> [Instruction 1]:
In the text on school mental health funding, how many students did grantees serve during the first year of funding?

> [Reading text]:
After the tragic deaths of 19 students and 2 teachers during a mass school shooting in Uvalde, Texas, a bipartisan Congress appropriated $1 billion in order to permanently bring 14,000 mental health professionals into the schools that needed it the most. According to the National Association of School Psychologists (NASP), grantees served nearly 775,000 students and hired nearly 1,300 school mental health professionals during the first year of funding. NASP also found a 50% reduction in suicide risk at high-need schools, decreases in absenteeism and behavioral issues, and increases in positive student-staff engagement based on data from sampled programs.

“Kids can’t learn if they don’t feel safe or supported—and cutting off mental health services in schools does real harm,” Rayfield said. “These funds were promised by Congress in response to a national tragedy, and they’ve been making a difference in students’ lives every day since. Yanking that support midstream undermines programs that are working and leaves schools scrambling. Oregon kids and schools deserve these tools to support them.”

The Department of Education awarded grants spanning a five-year project period and makes yearly decisions to continue each grant’s funding. As required by its regulations, the Department of Education considered the grantee’s performance when deciding whether to continue funding.

On April 29, 2025, the Department of Education sent boilerplate notices to grantees claiming that their grants now conflicted with the Trump Administration’s priorities and funding would be discontinued.

> [Instruction 2]:
Return every line of the records below unchanged, leaving the pictures out of your answer.

Rows from a box labeling dataset:
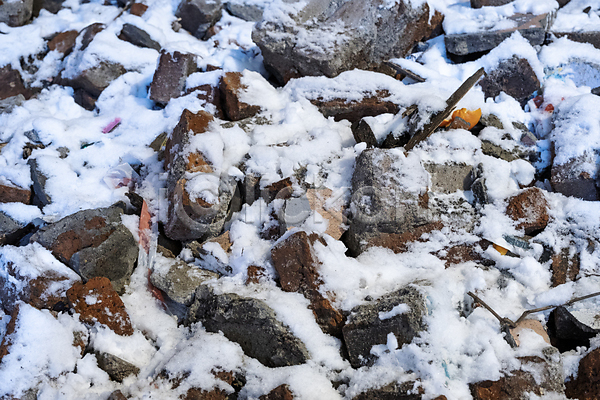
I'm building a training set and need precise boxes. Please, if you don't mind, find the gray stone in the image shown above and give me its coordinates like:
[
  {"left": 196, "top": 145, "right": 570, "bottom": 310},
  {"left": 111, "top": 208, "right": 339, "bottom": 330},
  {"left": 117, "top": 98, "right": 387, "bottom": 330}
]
[
  {"left": 444, "top": 14, "right": 552, "bottom": 56},
  {"left": 342, "top": 286, "right": 427, "bottom": 368},
  {"left": 346, "top": 149, "right": 439, "bottom": 254},
  {"left": 150, "top": 258, "right": 219, "bottom": 306},
  {"left": 225, "top": 0, "right": 265, "bottom": 22},
  {"left": 188, "top": 285, "right": 309, "bottom": 368},
  {"left": 27, "top": 158, "right": 52, "bottom": 207},
  {"left": 150, "top": 50, "right": 197, "bottom": 105},
  {"left": 175, "top": 0, "right": 223, "bottom": 39},
  {"left": 424, "top": 163, "right": 473, "bottom": 193},
  {"left": 252, "top": 0, "right": 442, "bottom": 84},
  {"left": 96, "top": 352, "right": 140, "bottom": 382},
  {"left": 119, "top": 24, "right": 160, "bottom": 51},
  {"left": 0, "top": 0, "right": 33, "bottom": 26},
  {"left": 31, "top": 203, "right": 138, "bottom": 293},
  {"left": 0, "top": 211, "right": 25, "bottom": 246}
]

> [Written answer 1]:
Nearly 775,000 students.

> [Written answer 2]:
I'm building a training set and need precise boxes. Please, if you don't mind, find the gray stone in the image shown above and give me its coordinates like:
[
  {"left": 196, "top": 145, "right": 570, "bottom": 310},
  {"left": 111, "top": 208, "right": 339, "bottom": 330},
  {"left": 117, "top": 98, "right": 387, "bottom": 330}
]
[
  {"left": 444, "top": 14, "right": 552, "bottom": 56},
  {"left": 342, "top": 286, "right": 427, "bottom": 368},
  {"left": 346, "top": 149, "right": 439, "bottom": 254},
  {"left": 150, "top": 258, "right": 219, "bottom": 306},
  {"left": 225, "top": 0, "right": 265, "bottom": 22},
  {"left": 188, "top": 285, "right": 309, "bottom": 368},
  {"left": 27, "top": 158, "right": 52, "bottom": 207},
  {"left": 150, "top": 50, "right": 197, "bottom": 105},
  {"left": 175, "top": 0, "right": 223, "bottom": 39},
  {"left": 424, "top": 163, "right": 473, "bottom": 193},
  {"left": 252, "top": 0, "right": 442, "bottom": 84},
  {"left": 96, "top": 352, "right": 140, "bottom": 382},
  {"left": 119, "top": 24, "right": 160, "bottom": 51},
  {"left": 0, "top": 0, "right": 33, "bottom": 26},
  {"left": 31, "top": 203, "right": 138, "bottom": 293},
  {"left": 0, "top": 211, "right": 25, "bottom": 246}
]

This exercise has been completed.